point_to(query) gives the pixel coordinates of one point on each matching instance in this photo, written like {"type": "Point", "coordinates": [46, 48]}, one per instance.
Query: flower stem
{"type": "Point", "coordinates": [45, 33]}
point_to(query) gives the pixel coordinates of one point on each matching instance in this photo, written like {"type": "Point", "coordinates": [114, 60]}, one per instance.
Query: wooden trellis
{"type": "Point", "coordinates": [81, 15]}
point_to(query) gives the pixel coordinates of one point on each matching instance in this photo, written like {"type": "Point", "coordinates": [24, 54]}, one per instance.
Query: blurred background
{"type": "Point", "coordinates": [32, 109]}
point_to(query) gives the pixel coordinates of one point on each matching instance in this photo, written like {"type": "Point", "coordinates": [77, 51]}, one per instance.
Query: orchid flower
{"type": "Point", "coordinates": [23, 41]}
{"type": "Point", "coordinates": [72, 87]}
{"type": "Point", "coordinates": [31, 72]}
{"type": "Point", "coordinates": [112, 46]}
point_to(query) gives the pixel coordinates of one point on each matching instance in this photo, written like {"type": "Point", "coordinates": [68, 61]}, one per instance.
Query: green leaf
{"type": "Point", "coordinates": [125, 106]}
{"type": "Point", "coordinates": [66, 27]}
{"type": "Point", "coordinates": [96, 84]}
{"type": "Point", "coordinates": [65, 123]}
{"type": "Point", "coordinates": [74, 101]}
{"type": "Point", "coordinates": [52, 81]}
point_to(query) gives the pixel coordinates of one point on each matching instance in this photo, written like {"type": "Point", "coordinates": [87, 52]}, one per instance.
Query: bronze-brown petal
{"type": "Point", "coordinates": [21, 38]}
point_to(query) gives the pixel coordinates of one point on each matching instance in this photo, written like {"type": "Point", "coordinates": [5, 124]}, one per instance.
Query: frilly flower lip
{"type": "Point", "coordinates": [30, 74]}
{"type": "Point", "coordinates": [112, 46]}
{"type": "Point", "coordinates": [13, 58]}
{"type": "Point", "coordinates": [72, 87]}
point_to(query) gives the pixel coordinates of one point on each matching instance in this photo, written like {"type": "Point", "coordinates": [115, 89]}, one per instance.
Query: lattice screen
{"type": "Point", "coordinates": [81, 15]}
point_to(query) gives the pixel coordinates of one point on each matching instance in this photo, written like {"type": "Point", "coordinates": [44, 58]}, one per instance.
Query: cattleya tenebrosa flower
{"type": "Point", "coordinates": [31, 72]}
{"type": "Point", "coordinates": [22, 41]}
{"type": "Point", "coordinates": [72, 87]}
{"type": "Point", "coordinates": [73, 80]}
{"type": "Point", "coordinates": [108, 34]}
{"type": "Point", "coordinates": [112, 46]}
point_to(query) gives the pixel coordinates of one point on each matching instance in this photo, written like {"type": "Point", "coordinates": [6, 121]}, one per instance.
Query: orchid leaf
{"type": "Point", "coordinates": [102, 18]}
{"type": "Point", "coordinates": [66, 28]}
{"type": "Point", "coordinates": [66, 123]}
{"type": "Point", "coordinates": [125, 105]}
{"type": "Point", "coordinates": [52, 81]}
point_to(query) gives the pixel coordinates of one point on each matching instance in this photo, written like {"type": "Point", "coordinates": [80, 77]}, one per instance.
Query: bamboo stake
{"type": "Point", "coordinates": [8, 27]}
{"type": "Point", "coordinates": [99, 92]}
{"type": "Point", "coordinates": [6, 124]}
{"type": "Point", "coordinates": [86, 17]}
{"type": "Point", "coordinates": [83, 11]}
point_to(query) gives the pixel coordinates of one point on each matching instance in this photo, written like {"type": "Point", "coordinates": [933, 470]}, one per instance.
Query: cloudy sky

•••

● Task objective:
Output only the lines from the one that contains "Query: bamboo stake" through the last line of the data above, each restated exactly.

● Solution to this exercise:
Query: bamboo stake
{"type": "Point", "coordinates": [8, 27]}
{"type": "Point", "coordinates": [99, 92]}
{"type": "Point", "coordinates": [6, 124]}
{"type": "Point", "coordinates": [86, 17]}
{"type": "Point", "coordinates": [83, 11]}
point_to(query) gives the pixel coordinates of one point on each matching instance in this photo, written like {"type": "Point", "coordinates": [933, 470]}, one per instance.
Query: cloudy sky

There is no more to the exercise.